** start DOCUMENT SEGMENT **

Extensions allow users to extend miniscript to have new leaf nodes. This document lists extensions implemented for elements-miniscript with the tapscript opcodes. Users can also implement custom extensions using [Extension] trait.

Value Arithmetic extensions (NumExpr)

  • Pushes single singed 64 bit LE number on stack top. Since these expressions push a 8 byte number, it does not directly fit in the miniscript model. These are used in fragments in one of the comparison fragment listed in the next section.
  • All of introspection opcodes explicitly assert the amount is explicit.
  • This will abort when
    • Any of operations are on confidential amounts. The Null case is automatically converted to explicit zero.
    • Supplied index is out of bounds.
    • Any of the operations overflow. Refer to tapscript opcodes spec for overflow specification
Name Script
i(i64 number) 8-byte-LE-push of <i>
curr_inp_v INSPECTCURRENTINPUTINDEX INPSECTINPUTVALUE <1> EQUALVERIFY
inp_v(i) i INPSECTINPUTVALUE <1> EQUALVERIFY
out_v(i) i INPSECTOUTPUTVALUE <1> EQUALVERIFY
inp_issue_v(i) i OP_INSPECTINPUTISSUANCE DROP DROP <1> EQUALVERIFY NIP NIP
inp_reissue_v(i) i OP_INSPECTINPUTISSUANCE DROP DROP DROP DROP <1> EQUALVERIFY
bitinv(x) [X] INVERT
neg(x) [X] NEG64 <1> EQUALVERIFY
add(x,y) [X] [Y] ADD64 <1> EQUALVERIFY
sub(x,y) [X] [Y] SUB64 <1> EQUALVERIFY
mul(x,y) [X] [Y] MUL64 <1> EQUALVERIFY
div(x,y) [X] [Y] DIV64 <1> EQUALVERIFY NIP
mod(x,y) [X] [Y] DIV64 <1> EQUALVERIFY DROP
bitand(x,y) [X] [Y] AND
bitor(x,y) [X] [Y] OR (cannot fail)
bitxor(x,y) [X] [Y] XOR (cannot fail)
  • The division operation pushes the quotient(a//b) such that the remainder a%b (must be non-negative and less than |b|).
  • neg(a) returns -a, whereas bitinv(a) returns ~a.

Comparison extensions

As mentioned earlier, NumExpr directly does not fit in the miniscript model as it pushes a 8 byte computation result. To use these with miniscript fragments, we can use them inside comparison extensions. These comparison are of type Bzdu.

** end DOCUMENT SEGMENT **
** start ITEMS **

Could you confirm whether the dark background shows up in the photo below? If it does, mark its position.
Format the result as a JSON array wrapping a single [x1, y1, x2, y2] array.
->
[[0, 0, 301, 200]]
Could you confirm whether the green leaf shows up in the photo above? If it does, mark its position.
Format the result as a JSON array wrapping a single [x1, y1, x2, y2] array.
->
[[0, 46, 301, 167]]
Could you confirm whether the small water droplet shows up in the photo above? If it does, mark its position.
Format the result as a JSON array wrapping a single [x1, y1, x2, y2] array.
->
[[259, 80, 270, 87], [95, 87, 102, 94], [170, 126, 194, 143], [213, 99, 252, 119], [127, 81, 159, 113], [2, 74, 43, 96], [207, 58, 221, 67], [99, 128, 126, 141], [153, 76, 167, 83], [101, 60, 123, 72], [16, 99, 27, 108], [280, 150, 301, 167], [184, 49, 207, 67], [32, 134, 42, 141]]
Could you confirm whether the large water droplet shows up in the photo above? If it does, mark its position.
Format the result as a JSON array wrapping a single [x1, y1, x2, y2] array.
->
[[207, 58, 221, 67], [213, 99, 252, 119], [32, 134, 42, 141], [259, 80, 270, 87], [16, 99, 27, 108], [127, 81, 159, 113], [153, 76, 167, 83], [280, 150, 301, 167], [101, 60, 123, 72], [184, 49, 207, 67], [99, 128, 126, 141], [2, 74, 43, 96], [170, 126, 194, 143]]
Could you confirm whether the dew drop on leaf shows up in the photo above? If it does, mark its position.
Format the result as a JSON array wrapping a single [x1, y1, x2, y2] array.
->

** end ITEMS **

From the miniscript extensions text, pull out the passage from "Extensions allow users" to "to explicit zero." verbatim.

Extensions allow users to extend miniscript to have new leaf nodes. This document lists extensions implemented for elements-miniscript with the tapscript opcodes. Users can also implement custom extensions using [Extension] trait.

Value Arithmetic extensions (NumExpr)

  • Pushes single singed 64 bit LE number on stack top. Since these expressions push a 8 byte number, it does not directly fit in the miniscript model. These are used in fragments in one of the comparison fragment listed in the next section.
  • All of introspection opcodes explicitly assert the amount is explicit.
  • This will abort when
    • Any of operations are on confidential amounts. The Null case is automatically converted to explicit zero.